= Source data =
Start of Block
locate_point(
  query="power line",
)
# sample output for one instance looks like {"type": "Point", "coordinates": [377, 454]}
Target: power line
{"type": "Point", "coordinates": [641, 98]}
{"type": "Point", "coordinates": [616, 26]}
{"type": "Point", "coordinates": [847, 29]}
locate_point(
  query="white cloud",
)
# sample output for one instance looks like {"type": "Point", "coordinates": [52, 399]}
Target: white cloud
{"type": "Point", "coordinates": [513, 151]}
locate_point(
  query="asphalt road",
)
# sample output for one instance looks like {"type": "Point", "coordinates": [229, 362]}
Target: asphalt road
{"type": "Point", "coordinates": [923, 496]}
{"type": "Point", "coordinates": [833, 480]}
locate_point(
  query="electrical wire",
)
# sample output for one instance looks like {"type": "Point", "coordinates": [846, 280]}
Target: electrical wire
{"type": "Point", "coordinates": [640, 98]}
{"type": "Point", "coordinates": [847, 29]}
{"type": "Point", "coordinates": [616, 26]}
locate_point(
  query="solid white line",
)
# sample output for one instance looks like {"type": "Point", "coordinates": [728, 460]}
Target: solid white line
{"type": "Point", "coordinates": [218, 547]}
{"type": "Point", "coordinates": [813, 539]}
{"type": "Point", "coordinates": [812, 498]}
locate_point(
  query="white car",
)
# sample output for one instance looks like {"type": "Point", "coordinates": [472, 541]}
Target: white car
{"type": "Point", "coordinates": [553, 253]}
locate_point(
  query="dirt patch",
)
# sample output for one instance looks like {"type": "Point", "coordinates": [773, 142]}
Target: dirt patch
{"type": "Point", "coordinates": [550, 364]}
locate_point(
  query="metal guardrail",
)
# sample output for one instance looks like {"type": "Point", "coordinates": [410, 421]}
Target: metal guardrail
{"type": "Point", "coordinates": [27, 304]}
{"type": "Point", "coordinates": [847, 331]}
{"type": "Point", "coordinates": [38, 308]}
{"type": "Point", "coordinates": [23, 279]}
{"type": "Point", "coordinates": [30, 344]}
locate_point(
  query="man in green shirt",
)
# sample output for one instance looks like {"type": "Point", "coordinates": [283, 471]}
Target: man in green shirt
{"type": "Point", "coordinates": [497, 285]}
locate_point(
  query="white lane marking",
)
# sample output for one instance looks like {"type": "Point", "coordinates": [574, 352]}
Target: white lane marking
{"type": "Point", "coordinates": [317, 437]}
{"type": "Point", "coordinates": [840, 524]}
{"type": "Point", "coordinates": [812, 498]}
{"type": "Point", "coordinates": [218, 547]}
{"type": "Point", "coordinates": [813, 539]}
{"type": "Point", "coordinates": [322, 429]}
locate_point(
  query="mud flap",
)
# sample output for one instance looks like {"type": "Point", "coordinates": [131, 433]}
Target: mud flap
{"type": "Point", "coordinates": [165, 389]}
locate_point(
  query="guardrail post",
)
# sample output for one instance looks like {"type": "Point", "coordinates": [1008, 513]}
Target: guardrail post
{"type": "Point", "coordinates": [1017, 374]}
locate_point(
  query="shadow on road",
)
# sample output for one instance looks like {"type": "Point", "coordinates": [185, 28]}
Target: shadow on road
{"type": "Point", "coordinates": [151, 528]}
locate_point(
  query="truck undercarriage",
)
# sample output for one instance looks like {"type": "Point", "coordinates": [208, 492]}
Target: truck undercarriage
End of Block
= YOUR INSTRUCTIONS =
From the first record to the last, print each one exactly.

= COMPLETED TASK =
locate_point(
  query="power line",
)
# sample output for one instance looks like {"type": "Point", "coordinates": [377, 454]}
Target: power line
{"type": "Point", "coordinates": [641, 98]}
{"type": "Point", "coordinates": [616, 26]}
{"type": "Point", "coordinates": [847, 29]}
locate_point(
  query="white cloud",
)
# sample output for one instance looks like {"type": "Point", "coordinates": [52, 399]}
Target: white cloud
{"type": "Point", "coordinates": [513, 151]}
locate_point(
  query="asphalt road",
)
# sample output for one instance looks like {"type": "Point", "coordinates": [229, 362]}
Target: asphalt road
{"type": "Point", "coordinates": [923, 496]}
{"type": "Point", "coordinates": [833, 480]}
locate_point(
  query="electrical wire",
)
# sample output for one instance looks like {"type": "Point", "coordinates": [846, 280]}
Target: electrical wire
{"type": "Point", "coordinates": [640, 98]}
{"type": "Point", "coordinates": [847, 29]}
{"type": "Point", "coordinates": [616, 26]}
locate_point(
  query="solid white line",
)
# sample output for one instance looks like {"type": "Point", "coordinates": [728, 460]}
Target: solid white line
{"type": "Point", "coordinates": [218, 547]}
{"type": "Point", "coordinates": [813, 539]}
{"type": "Point", "coordinates": [812, 498]}
locate_point(
  query="white car",
)
# sample output for one instance looks like {"type": "Point", "coordinates": [472, 541]}
Target: white car
{"type": "Point", "coordinates": [553, 253]}
locate_point(
  query="dirt patch",
)
# sample output for one instance looks like {"type": "Point", "coordinates": [773, 142]}
Target: dirt patch
{"type": "Point", "coordinates": [550, 364]}
locate_point(
  query="metal guardrail",
)
# sample output for one instance looks like {"type": "Point", "coordinates": [410, 421]}
Target: metal guardrail
{"type": "Point", "coordinates": [27, 304]}
{"type": "Point", "coordinates": [847, 331]}
{"type": "Point", "coordinates": [38, 308]}
{"type": "Point", "coordinates": [23, 279]}
{"type": "Point", "coordinates": [30, 344]}
locate_point(
  query="man in green shirt",
)
# sample output for one instance looks like {"type": "Point", "coordinates": [283, 471]}
Target: man in green shirt
{"type": "Point", "coordinates": [497, 285]}
locate_point(
  query="white lane marking",
)
# sample output for one instance looks like {"type": "Point", "coordinates": [574, 352]}
Target: white lane marking
{"type": "Point", "coordinates": [317, 437]}
{"type": "Point", "coordinates": [840, 524]}
{"type": "Point", "coordinates": [812, 498]}
{"type": "Point", "coordinates": [218, 547]}
{"type": "Point", "coordinates": [813, 539]}
{"type": "Point", "coordinates": [322, 429]}
locate_point(
  query="mud flap",
)
# sample output for one instance looks like {"type": "Point", "coordinates": [131, 433]}
Target: mud flap
{"type": "Point", "coordinates": [165, 389]}
locate_point(
  query="guardrail post",
)
# sample output for one instance looks like {"type": "Point", "coordinates": [1008, 513]}
Target: guardrail post
{"type": "Point", "coordinates": [1017, 374]}
locate_point(
  query="shadow on road",
)
# sample output for one instance looks like {"type": "Point", "coordinates": [185, 28]}
Target: shadow on road
{"type": "Point", "coordinates": [151, 528]}
locate_point(
  query="truck undercarriage",
)
# sample output for one instance looks like {"type": "Point", "coordinates": [208, 492]}
Target: truck undercarriage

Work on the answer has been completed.